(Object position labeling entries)
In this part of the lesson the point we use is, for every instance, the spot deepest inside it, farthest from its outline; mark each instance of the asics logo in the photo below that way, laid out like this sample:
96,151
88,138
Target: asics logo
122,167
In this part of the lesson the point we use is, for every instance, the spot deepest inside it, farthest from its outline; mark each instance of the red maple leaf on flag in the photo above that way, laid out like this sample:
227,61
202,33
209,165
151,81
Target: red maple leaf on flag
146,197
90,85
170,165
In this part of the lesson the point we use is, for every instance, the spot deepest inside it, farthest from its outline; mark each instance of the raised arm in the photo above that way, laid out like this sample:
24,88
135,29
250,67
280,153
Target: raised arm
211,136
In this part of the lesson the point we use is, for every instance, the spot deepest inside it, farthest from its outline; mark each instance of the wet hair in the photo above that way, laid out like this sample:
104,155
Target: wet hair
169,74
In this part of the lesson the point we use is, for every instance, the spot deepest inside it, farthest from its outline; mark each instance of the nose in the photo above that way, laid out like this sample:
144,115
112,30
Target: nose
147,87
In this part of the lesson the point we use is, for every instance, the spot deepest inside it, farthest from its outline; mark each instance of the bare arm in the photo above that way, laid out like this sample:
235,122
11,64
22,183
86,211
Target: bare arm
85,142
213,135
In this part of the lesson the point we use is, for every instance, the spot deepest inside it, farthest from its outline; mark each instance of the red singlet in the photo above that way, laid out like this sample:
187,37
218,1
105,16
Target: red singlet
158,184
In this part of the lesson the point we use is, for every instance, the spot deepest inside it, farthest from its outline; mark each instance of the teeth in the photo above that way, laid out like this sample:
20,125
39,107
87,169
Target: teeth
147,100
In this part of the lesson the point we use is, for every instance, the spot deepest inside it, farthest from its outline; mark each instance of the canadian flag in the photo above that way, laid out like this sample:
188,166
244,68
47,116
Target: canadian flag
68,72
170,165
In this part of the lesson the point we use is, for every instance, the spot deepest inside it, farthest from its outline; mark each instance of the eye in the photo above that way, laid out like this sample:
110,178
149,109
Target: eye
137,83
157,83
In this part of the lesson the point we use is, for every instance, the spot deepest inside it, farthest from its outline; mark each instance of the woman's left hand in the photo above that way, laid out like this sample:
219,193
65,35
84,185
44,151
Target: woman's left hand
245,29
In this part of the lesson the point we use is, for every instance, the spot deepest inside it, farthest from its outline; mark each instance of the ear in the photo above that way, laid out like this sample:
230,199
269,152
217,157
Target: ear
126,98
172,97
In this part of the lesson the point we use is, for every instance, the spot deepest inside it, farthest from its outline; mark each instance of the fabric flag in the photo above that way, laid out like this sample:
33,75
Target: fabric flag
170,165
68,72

### Goal of the exercise
Reproduce all of the rows above word for word, changing nothing in any line.

### Response for this exercise
In this part of the lesson the point we use is, for every instance, the spot deepest inside it, farthest from its outline; mark each instance of the asics logo in the photo below that way, laid out like this sample:
96,151
88,138
Target: asics logo
122,167
In this part of the lesson the point we use is, for every instance, the spot deepest inside it, farthest from its outline; mark each instance of the red maple leaf on flag in the photo above that way, laid out like this sample:
227,61
202,33
209,165
151,81
Target: red maple leaf on flag
146,197
90,85
170,165
In this part of the lesson the point we use is, for every instance, the spot deepest inside it, farthest from its outline; mark each instance of the raised arm in the photo above that way, laid out like this sample:
24,88
135,29
250,67
280,153
Target: raised arm
211,136
In this part of the lesson the point we use is, for every instance, the spot deepest inside it, farthest from its outline; mark each instance of the wet hair in the photo above that way, laid out like this sample:
104,155
Target: wet hair
169,74
In this part of the lesson the point we use is, for every instance, the spot deepest inside it, farthest from its outline; mark each instance of the nose in the photo above that way, laid out like this sample:
144,115
112,30
Target: nose
147,87
In this part of the lesson the point we use is, for every instance, the spot deepest inside it, farthest from its outline; mark each instance of the bare arm in the photo above that way, laid out like this sample:
235,122
11,64
22,183
86,211
Target: bare arm
85,142
213,135
In this part of the lesson the point we use is, for every instance, the spot deepest inside it, farthest from its outline; mark each instance of the red singlet in the photo above that way, laid out like this sample:
187,37
218,1
105,16
Target: red singlet
158,184
In this part of the lesson the point we use is, for every instance, the spot deepest inside it, farthest from its outline; mark each instance of the teeth in the photo above that way, laid out like this sample:
20,125
39,107
87,169
Target: teeth
147,100
In this part of the lesson the point we use is, for every instance, the spot deepest inside it, farthest from its outline; mark each instance of the canadian flag in the photo above that way, laid out like this sample:
188,166
244,68
47,116
Target: canadian flag
68,72
170,165
In this part of the lesson the point we use is, for every instance, the spot deepest inside it, farthest from its outline; mark each instance of the eye in the photo above that way, laid out like this sample:
110,178
149,109
Target: eye
137,83
157,83
In this part of the lesson the point we use is, for every instance, the spot deepest inside it, farthest from its outline; mark each instance of the woman's left hand in the photo above that way, laid out like this sample:
219,193
65,35
84,185
44,151
Target: woman's left hand
245,29
In this part of the lesson the point we use is, for every instance, the spot deepest inside it, farthest from its outline; mark each instance of the ear in the photo above that way, laid out like this sample:
230,199
269,152
217,157
Target: ear
126,98
172,97
In this part of the lesson the point we use is, for every instance, the spot deepest inside it, farthest from its outline; mark each instance of the fabric flag in the photo above that way, laid out like this sample:
33,75
Target: fabric flag
170,165
68,72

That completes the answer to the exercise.